◆ DOCUMENT TEXT:
Thursday, September 27, 2012

Expert Q&A :: Preserving your paper & photographic artefacts

For our Expert Q&A Thursday, September 27 we had Tania Riviere, Senior Conservator in Services and Exhibitions at the National Archives of Australia, and Cheryl Jackson, Conservator of Photographic Materials at the National Archives of Australia. Thanks again to Tania and Cheryl for giving us all the benefit of their experience. Please find the transcript of the Q&A and links below.

Don't forget our Expert Q&As happen every Thursday night on the Inside History Magazine facebook page.

When: NSW - ACT - VIC - TAS: 8:30-9:30pm AEDT | QLD: 7:30-8:30pm | WA: 5:30-6:30pm | NT: 7:00-8:00pm | SA: 8:00-9:00pm

Tania Riviere is the Senior Conservator of Services and Exhibitions at the National Archives of Australia and a qualified paper conservator. Cheryl Jackson is a Conservator of Photographic Materials at the National Archives of Australia and she has an interest in preventive conservation and conservation education.

Top tips for preserving family photos from Cheryl Jackson:
  1. Don't touch or write on the face of a print, inks and fingerprints can cause image material to deteriorate.  
  2. Don't apply sticky tape, even "preservation" tape.

◆ WORK INSTRUCTIONS:
1. According to the preservation Q&A text, what is Cheryl Jackson's position at the National Archives of Australia?
2. Please locate each line of the records that contains the word "crowd" and copy those lines.
The preservation Q&A text and the records are unrelated material.

◆ DATA RECORDS:
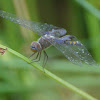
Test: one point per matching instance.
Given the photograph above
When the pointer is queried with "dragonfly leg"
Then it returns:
(39, 56)
(45, 59)
(35, 58)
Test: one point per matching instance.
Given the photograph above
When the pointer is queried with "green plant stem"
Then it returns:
(48, 73)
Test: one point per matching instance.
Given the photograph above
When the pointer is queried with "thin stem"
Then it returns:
(51, 75)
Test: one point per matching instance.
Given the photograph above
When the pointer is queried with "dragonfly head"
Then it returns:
(35, 46)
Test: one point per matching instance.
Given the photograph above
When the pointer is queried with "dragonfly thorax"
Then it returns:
(36, 46)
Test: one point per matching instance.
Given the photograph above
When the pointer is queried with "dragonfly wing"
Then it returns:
(39, 28)
(77, 54)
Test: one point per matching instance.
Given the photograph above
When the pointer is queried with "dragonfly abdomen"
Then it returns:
(44, 43)
(73, 43)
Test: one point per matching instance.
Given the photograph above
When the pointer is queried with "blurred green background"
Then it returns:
(19, 80)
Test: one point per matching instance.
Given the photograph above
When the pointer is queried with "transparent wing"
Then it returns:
(76, 53)
(39, 28)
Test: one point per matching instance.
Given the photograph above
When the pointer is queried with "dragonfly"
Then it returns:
(69, 45)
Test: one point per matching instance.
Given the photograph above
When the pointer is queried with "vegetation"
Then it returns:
(19, 80)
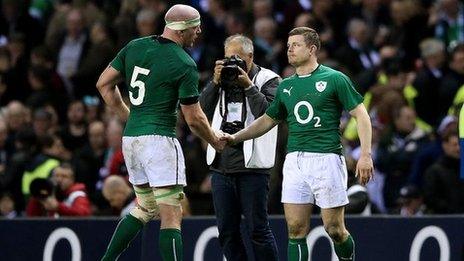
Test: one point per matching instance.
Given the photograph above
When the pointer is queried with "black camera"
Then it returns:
(41, 188)
(232, 127)
(230, 71)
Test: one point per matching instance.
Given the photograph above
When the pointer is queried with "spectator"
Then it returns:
(269, 50)
(7, 207)
(72, 46)
(39, 80)
(51, 153)
(428, 79)
(25, 150)
(431, 152)
(449, 27)
(100, 53)
(42, 123)
(90, 159)
(93, 108)
(411, 202)
(146, 22)
(17, 117)
(453, 80)
(70, 199)
(396, 152)
(444, 190)
(74, 133)
(119, 195)
(358, 53)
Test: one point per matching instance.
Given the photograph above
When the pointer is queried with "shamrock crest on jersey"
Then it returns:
(288, 90)
(321, 85)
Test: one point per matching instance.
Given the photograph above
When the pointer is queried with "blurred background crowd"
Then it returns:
(406, 57)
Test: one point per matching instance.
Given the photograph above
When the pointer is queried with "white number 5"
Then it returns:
(138, 84)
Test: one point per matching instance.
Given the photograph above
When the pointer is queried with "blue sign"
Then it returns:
(377, 238)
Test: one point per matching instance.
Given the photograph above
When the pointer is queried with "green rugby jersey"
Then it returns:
(157, 72)
(312, 106)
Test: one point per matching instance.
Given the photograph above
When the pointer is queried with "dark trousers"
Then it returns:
(244, 194)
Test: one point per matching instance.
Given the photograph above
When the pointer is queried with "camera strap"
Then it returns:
(224, 109)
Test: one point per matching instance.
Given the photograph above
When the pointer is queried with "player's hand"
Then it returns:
(229, 139)
(219, 144)
(217, 71)
(364, 169)
(243, 79)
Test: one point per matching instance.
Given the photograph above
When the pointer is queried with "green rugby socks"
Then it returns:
(126, 230)
(170, 244)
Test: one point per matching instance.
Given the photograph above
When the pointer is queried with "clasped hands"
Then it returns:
(222, 140)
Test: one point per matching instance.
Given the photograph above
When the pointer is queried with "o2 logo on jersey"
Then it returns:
(310, 114)
(138, 84)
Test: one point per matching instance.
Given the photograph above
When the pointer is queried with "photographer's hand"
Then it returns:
(229, 139)
(243, 79)
(217, 71)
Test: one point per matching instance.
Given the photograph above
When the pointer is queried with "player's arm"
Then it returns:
(199, 125)
(108, 89)
(364, 167)
(256, 129)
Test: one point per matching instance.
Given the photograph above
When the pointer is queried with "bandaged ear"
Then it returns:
(146, 208)
(171, 196)
(182, 25)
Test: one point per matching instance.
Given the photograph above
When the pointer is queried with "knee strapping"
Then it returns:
(169, 196)
(146, 208)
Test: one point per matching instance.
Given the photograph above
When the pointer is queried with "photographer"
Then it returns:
(239, 93)
(64, 198)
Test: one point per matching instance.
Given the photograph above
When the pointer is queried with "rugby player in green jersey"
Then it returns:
(311, 102)
(159, 74)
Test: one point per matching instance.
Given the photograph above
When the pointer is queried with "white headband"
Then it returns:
(182, 25)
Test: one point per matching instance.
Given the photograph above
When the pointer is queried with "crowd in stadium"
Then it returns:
(406, 57)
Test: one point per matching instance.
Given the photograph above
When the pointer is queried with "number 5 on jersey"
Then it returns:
(137, 84)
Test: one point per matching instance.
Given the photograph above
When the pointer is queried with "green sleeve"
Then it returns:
(188, 83)
(346, 92)
(277, 109)
(118, 61)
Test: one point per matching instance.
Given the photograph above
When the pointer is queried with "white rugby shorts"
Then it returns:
(315, 178)
(154, 159)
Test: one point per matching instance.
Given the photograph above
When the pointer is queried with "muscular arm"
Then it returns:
(260, 126)
(106, 85)
(209, 98)
(198, 123)
(260, 100)
(364, 167)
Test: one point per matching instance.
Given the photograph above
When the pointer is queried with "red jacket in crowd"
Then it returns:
(76, 203)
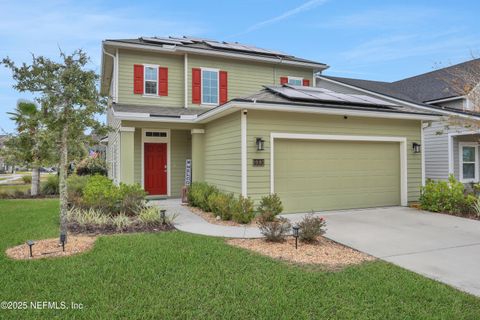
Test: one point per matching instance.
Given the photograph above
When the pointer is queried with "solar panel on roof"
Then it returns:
(161, 40)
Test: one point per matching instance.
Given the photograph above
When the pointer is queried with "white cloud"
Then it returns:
(309, 5)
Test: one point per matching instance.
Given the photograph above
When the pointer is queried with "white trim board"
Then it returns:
(301, 136)
(243, 130)
(451, 160)
(166, 140)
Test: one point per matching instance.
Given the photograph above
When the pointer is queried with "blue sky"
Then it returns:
(381, 40)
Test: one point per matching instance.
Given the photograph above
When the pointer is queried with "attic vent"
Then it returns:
(155, 134)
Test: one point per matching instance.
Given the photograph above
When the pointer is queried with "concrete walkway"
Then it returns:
(442, 247)
(192, 223)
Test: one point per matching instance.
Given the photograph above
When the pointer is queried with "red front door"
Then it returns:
(155, 166)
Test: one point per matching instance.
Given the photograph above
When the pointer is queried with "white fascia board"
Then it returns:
(182, 50)
(448, 113)
(335, 111)
(232, 106)
(446, 99)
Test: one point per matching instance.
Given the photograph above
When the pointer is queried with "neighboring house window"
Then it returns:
(468, 162)
(295, 81)
(151, 80)
(209, 86)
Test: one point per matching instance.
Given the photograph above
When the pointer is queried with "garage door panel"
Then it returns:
(327, 175)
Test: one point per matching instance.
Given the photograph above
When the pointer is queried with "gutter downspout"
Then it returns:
(185, 76)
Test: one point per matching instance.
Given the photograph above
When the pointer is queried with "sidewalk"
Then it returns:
(189, 222)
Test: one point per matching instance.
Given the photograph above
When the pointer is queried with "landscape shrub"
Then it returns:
(75, 186)
(198, 194)
(92, 166)
(274, 230)
(27, 179)
(150, 215)
(51, 186)
(132, 198)
(120, 222)
(445, 196)
(311, 227)
(270, 206)
(101, 193)
(243, 211)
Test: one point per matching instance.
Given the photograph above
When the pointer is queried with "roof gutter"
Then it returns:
(176, 49)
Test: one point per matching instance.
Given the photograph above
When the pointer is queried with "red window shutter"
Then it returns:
(162, 81)
(223, 86)
(196, 85)
(138, 79)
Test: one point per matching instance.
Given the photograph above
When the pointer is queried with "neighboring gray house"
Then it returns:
(449, 146)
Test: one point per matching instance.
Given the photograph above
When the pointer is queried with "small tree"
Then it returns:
(69, 100)
(32, 144)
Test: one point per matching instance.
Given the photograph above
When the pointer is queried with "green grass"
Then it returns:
(178, 275)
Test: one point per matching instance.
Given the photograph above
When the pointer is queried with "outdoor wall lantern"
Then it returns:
(260, 144)
(30, 244)
(63, 239)
(416, 147)
(163, 216)
(296, 229)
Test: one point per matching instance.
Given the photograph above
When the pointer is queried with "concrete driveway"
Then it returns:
(441, 247)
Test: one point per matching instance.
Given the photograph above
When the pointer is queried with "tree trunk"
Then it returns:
(35, 190)
(63, 180)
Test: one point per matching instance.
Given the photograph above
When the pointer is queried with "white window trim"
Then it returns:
(295, 78)
(218, 86)
(145, 66)
(460, 161)
(166, 140)
(403, 154)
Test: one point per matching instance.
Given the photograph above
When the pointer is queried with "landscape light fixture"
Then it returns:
(416, 147)
(260, 144)
(63, 239)
(163, 216)
(30, 244)
(296, 229)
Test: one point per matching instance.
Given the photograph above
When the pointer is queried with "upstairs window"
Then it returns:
(151, 80)
(295, 81)
(468, 162)
(209, 86)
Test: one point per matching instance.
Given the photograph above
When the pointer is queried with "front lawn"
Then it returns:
(172, 275)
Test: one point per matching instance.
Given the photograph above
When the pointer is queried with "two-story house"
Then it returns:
(252, 122)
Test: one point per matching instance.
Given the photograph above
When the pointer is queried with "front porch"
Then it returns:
(155, 155)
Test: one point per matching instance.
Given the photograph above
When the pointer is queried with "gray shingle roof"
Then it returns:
(275, 95)
(213, 45)
(444, 83)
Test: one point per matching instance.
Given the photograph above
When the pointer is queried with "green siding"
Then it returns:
(128, 58)
(222, 153)
(244, 77)
(262, 123)
(324, 175)
(180, 149)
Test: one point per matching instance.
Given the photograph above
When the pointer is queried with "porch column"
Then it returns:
(198, 155)
(127, 154)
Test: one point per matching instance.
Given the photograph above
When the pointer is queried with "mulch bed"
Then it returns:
(210, 217)
(324, 252)
(49, 248)
(75, 228)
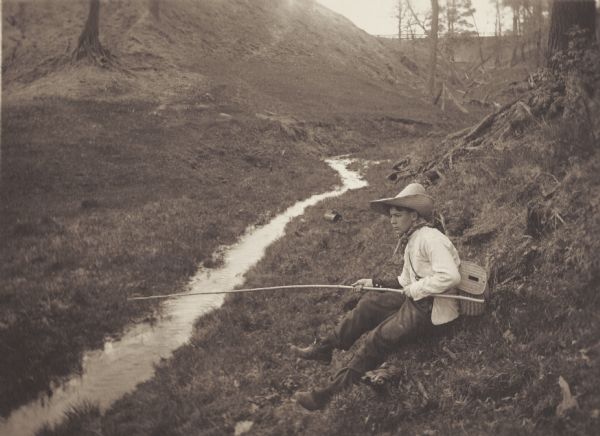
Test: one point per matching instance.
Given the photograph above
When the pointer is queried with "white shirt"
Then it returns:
(435, 260)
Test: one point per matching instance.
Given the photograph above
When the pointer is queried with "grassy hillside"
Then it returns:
(123, 179)
(267, 54)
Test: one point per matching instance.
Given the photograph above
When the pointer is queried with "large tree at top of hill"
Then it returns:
(89, 43)
(564, 16)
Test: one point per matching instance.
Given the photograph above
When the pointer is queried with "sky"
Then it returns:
(377, 17)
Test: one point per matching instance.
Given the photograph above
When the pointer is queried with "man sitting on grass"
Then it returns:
(392, 318)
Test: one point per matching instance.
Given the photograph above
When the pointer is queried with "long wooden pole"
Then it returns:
(273, 288)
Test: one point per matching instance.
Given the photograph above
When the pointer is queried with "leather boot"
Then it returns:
(319, 398)
(320, 350)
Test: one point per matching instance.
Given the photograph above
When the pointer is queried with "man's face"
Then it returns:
(401, 220)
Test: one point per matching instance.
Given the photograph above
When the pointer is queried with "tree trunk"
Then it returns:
(154, 6)
(498, 34)
(566, 14)
(435, 12)
(89, 44)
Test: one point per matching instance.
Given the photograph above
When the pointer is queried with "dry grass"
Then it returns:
(497, 374)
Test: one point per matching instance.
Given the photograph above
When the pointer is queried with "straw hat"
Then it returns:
(412, 197)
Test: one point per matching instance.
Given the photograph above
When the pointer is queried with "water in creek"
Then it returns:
(116, 369)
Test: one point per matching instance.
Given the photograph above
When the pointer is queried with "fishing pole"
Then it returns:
(273, 288)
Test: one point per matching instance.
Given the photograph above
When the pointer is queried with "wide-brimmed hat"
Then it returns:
(412, 197)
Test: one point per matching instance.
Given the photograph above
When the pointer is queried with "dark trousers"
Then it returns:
(391, 320)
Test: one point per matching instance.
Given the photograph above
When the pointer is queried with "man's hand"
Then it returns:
(359, 284)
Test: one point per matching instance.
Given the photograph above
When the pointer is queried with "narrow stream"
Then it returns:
(116, 369)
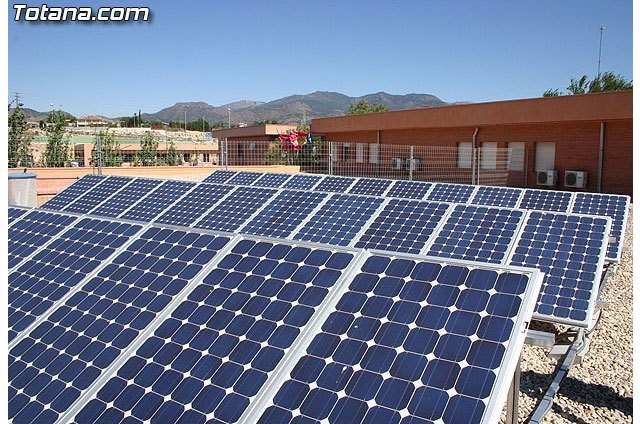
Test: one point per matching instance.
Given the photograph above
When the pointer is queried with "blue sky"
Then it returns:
(223, 51)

◆ SOLUTION LIST:
1. She is a Conservator of Photographic Materials.

2.
When the pointer is queried with "blurred background crowd"
When the pointer is queried with "crowd in stadium"
When the pointer is queried with "red jacket in crowd"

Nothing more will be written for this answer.